**TRECHO SELECIONADO**
****************
DESMATAMENTO URBANO - Gutemberg Armando Diniz Guerra
DESMATAMENTO URBANO
Em Belém, na Rua Tiradentes, em frente aos prédios nominados como Felipe Patroni, Batista Campos e Eduardo Angelim, havia três ou quatro amendoeiras enormes, frondosas, magníficas, oferecendo sombra e frescor, além dos frutos generosos que se desprendiam em determinada época do ano. Morei em um desses condomínios verticais e fui usuário e admirador dessa paisagem. Ao passar por lá em caminhada matinal, surpreso, não encontrei mais nenhuma delas. Pisei, triste, na calçada de cimento grosso, inóspita, quente, agora hospitaleira apenas para veículos estacionados como projeção da garagem a céu e sol dos condomínios com o nome dos três líderes cabanos.
Do outro lado da rua, um pouco acima, outra amendoeira tinha sido brutalmente podada. Via-se ainda pelo chão pedaços do tronco serrado e galhos secos ocupando a calçada como um estranho rejeito que se acumulava, sem destino, sem importância, aguardando o beneplácito da municipalidade ou alguma chuva forte para levar tudo para as valas e bueiros da irregular drenagem da via asfaltada.
Continuei minha caminhada e fui vendo, fotografando na memória os absurdos que fazem com as árvores nessa cidade conhecida nacional e internacionalmente como das mangueiras. Há, certamente, muito mais do que mangueiras, pois acabei de citar amendoeiras, mas também ainda se encontravam e encontram ainda, como moradores das ruas cada vez mais cheias de veículos, oitizeiros, sumaumeiras, cajueiros, dendezeiros e muitas outras espécies de nossa biodiversidade vegetal nativa e exótica. É raro, mas já cheguei a encontrar outras frutíferas generosas como aceroleiras e até uma jaboticabeira em uma das calçadas do centro da cidade.
O dramático é que a flora vem sendo muito maltratada, cada vez mais com mais intensidade, seja pelas podas drásticas para liberar os fios elétricos e de comunicação telefônicas e de outros equipamentos sofisticados, dependentes de fibras óticas e estrambólicas para alimentar as necessidades da modernidade virtual e tecnológica, seja para alargar as ruas e dar espaço ao crescente número de veículos, construções verticalizadas e próximas das vias de circulação.
Olhando com atenção para a cidade, em particular no seu mais movimentado espaço, no centro da metrópole, vão desaparecendo o verde das ruas e dos quintais. Eles dão lugar ao cinza do cimento, ao negro das pavimentações asfálticas, ao colorido das fachadas ou ao brilho espelhado das vidraças que se colocam como paredes para conter a refrigeração artificial que empresta sensação de clima de montanha nos interiores e joga o ar aquecido justamente para fora de edifícios comerciais e residenciais. O calor externo, que é elevado por contingências equatoriais, é asfixiante, insuportável e choca com os frios contidos dos espaços internos das construções humanas em que se respira ares e frescor de montanhas.
****************
**ITENS FORNECIDOS**

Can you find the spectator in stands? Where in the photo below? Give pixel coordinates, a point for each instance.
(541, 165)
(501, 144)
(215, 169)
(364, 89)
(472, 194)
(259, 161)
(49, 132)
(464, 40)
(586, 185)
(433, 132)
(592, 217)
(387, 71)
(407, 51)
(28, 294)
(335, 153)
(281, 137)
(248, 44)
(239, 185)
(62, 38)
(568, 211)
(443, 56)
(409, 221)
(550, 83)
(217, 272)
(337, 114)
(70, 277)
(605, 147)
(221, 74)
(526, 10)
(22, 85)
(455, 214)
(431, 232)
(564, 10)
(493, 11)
****************
**ATIVIDADES**
A – As afirmações a seguir estão de acordo com o trecho selecionado? (i) Quem narra já morou em um dos condomínios da Rua Tiradentes. (ii) As amendoeiras em frente aos condomínios continuam no lugar, apenas podadas. (iii) Já foi encontrada uma jaboticabeira em uma calçada do centro da cidade. Responda sim ou não para cada uma e cite as palavras exatas do texto que decidem a resposta.
B – Como você resumiria o trecho selecionado em duas frases?
C – Transcreva do trecho selecionado a passagem que vai de "Continuei minha caminhada" até "centro da cidade.".
Os itens fornecidos provêm de outra fonte.

**RESPOSTAS DO EXERCÍCIO**
A – (i) Sim: "Morei em um desses condomínios verticais". (ii) Não: "não encontrei mais nenhuma delas". (iii) Sim: "até uma jaboticabeira em uma das calçadas do centro da cidade".

B – Na Rua Tiradentes, em Belém, as amendoeiras que davam sombra diante dos condomínios desapareceram, e outra amendoeira do outro lado da rua foi brutalmente podada. A flora da cidade vem sendo maltratada por podas drásticas para liberar fios e pelo alargamento das ruas, e no centro o verde dá lugar ao cimento, ao asfalto e às vidraças, enquanto o calor externo se torna asfixiante.

C –
Continuei minha caminhada e fui vendo, fotografando na memória os absurdos que fazem com as árvores nessa cidade conhecida nacional e internacionalmente como das mangueiras. Há, certamente, muito mais do que mangueiras, pois acabei de citar amendoeiras, mas também ainda se encontravam e encontram ainda, como moradores das ruas cada vez mais cheias de veículos, oitizeiros, sumaumeiras, cajueiros, dendezeiros e muitas outras espécies de nossa biodiversidade vegetal nativa e exótica. É raro, mas já cheguei a encontrar outras frutíferas generosas como aceroleiras e até uma jaboticabeira em uma das calçadas do centro da cidade.